Information given:
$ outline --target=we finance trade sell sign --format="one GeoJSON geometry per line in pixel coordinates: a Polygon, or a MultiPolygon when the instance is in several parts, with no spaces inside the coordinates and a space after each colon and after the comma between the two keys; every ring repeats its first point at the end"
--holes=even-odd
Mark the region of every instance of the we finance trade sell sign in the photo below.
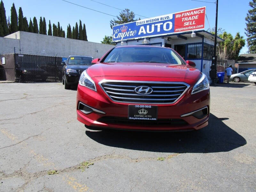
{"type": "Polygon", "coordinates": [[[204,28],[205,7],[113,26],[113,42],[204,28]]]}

==

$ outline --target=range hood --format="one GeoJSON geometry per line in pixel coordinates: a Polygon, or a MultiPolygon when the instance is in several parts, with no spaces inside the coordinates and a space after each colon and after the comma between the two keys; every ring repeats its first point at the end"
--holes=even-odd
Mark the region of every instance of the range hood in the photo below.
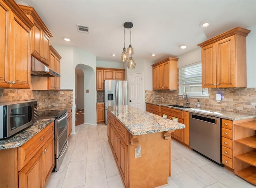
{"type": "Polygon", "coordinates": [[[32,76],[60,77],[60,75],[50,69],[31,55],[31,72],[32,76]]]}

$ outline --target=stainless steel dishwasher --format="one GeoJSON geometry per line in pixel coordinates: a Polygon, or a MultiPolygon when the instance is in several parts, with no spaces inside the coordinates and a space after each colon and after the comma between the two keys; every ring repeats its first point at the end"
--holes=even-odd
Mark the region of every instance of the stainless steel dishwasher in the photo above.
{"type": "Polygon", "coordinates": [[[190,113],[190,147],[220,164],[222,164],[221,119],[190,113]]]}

Problem:
Pull out each line of the records that contains the word "trade" and list those lines.

The response:
$ outline --target=we finance trade sell sign --format="one GeoJSON geometry per line in pixel coordinates: a Polygon, or a MultiPolygon when the instance is in several parts, with no spaces inside the coordinates and a space after each colon and after the comma between the two keys; every ring repeats its first point at the end"
Mark the region of every instance of the we finance trade sell sign in the photo below.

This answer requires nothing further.